▶ Written instruction a: List the three material configurations whose phonon spectra the phonon dispersion section compares.

▶ Document text:
3.2. Phonon dispersion
The vibrational properties of pristine and Te-doped monolayer α-In2Se3 are analyzed through their phonon dispersion relations and projected phonon density of states (PDOS), as presented in Fig. 2. In all three cases—pristine α-In2Se3 [Fig. 2(a)] and Te-doped configurations with substitution at site 1 and site 2 [Fig. 2(b) and (c)]—the phonon spectra contain no imaginary modes, confirming the dynamic stability of both the undoped and doped structures.31 In addition, ab initio molecular dynamics (AIMD) simulations at 600 K further verify their thermal stability, as shown in Fig. S1. The acoustic branches near the Γ point exhibit linear and quadratic dispersion, typical of two-dimensional layered systems.32 The corresponding PDOS plots in Fig. 2(d) reveal distinct vibrational characteristics of the Te atom depending on the substitution site. Compared to site 1, Te substitution at site 2 results in a stronger contribution to low-frequency phonon modes, suggesting enhanced coupling with long-wavelength acoustic phonons. This indicates that Te doping perturbs phonon transport in α-In2Se3, and that the specific substitution site plays a non-negligible role in modulating phonon behavior. Notably, Te doping at site 2 may lead to a greater reduction in lattice thermal conductivity compared to site 1.

▶ Records from a data collection:
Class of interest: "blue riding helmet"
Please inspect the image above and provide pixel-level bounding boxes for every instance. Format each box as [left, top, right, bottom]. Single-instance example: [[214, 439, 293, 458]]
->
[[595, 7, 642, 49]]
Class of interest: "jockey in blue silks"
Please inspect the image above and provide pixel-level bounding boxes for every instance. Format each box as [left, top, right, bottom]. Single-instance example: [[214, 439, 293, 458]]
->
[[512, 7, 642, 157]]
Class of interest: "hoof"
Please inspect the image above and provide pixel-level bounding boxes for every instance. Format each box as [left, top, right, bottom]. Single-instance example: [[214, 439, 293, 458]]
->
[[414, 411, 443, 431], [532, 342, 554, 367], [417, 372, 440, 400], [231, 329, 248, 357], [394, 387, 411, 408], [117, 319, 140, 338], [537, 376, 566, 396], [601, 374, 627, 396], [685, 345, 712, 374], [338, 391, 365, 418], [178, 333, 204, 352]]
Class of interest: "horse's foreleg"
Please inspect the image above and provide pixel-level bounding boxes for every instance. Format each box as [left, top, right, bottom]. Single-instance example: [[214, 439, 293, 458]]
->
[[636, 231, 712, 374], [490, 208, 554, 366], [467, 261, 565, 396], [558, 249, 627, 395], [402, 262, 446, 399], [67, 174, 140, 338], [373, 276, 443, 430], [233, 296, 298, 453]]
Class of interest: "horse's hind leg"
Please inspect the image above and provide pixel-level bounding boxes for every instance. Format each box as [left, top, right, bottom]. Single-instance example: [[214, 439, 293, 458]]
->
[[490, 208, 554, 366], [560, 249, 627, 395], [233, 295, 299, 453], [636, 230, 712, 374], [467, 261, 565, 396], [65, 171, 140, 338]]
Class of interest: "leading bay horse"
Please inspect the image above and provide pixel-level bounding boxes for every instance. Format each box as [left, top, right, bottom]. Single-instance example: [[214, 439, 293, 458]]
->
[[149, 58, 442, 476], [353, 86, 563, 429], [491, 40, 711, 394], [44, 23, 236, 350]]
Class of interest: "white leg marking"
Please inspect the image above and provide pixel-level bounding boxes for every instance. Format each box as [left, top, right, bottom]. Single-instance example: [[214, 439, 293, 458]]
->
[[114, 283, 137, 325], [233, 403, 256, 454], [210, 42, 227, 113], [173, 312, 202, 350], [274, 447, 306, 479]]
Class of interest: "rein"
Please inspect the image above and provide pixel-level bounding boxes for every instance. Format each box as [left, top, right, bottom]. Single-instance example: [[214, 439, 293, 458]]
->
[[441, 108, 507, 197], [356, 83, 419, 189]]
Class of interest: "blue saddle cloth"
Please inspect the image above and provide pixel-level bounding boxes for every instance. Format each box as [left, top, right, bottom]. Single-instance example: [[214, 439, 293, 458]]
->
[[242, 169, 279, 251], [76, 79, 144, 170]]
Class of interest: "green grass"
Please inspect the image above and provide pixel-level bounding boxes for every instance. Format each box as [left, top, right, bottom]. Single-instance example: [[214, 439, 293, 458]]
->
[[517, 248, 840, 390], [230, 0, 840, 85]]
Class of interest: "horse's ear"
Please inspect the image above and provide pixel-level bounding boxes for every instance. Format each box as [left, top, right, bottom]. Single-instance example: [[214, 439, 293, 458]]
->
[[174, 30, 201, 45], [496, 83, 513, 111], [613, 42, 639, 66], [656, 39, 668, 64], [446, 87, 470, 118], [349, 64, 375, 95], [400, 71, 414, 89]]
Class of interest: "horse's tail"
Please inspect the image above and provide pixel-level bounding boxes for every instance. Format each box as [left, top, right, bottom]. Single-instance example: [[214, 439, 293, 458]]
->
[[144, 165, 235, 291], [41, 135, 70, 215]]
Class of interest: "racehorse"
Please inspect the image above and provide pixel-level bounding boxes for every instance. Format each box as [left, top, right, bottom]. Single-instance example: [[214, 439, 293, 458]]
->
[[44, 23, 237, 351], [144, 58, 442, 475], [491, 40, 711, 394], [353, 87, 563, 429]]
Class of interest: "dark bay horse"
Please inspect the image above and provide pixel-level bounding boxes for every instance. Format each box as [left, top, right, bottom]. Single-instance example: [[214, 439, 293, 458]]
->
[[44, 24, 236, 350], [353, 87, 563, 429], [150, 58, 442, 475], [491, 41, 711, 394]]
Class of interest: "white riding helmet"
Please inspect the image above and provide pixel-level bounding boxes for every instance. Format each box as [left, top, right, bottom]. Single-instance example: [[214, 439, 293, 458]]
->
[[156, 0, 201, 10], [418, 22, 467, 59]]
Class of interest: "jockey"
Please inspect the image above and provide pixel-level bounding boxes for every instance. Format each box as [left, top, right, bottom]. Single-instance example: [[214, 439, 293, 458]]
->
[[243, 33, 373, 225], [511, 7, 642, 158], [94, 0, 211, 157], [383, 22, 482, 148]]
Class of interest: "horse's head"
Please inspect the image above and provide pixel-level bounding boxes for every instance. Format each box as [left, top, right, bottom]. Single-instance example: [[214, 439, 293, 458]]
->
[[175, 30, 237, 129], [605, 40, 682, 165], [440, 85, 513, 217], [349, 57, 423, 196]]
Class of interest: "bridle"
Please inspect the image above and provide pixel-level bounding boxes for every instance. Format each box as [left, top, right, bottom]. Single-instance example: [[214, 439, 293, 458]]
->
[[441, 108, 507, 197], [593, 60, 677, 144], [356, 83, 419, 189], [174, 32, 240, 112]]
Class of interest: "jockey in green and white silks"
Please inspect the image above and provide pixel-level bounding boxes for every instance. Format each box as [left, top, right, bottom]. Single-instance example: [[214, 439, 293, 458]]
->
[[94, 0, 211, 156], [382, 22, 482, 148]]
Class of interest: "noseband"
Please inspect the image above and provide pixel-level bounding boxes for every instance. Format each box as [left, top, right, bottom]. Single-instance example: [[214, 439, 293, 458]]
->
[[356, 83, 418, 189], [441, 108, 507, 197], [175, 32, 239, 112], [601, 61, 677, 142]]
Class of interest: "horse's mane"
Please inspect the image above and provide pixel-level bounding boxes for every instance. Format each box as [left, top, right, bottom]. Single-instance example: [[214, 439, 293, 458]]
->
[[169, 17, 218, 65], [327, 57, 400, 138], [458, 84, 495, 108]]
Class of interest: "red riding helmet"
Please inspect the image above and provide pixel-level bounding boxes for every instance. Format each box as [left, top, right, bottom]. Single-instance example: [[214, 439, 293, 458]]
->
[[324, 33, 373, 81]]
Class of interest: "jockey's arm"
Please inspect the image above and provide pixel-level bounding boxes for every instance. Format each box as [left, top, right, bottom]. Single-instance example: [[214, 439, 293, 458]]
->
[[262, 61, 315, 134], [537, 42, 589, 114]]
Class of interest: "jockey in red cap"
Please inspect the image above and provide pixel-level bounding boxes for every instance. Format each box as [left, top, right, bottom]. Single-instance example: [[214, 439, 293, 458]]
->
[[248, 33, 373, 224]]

▶ Written instruction b: Return every line of the records that contains the word "white", matching case exactly.

▶ Exercise result a:
- Pristine monolayer α-In2Se3
- Te-doped α-In2Se3 with substitution at site 1
- Te-doped α-In2Se3 with substitution at site 2

▶ Exercise result b:
Class of interest: "white leg marking"
Class of interest: "white riding helmet"
Class of interest: "jockey in green and white silks"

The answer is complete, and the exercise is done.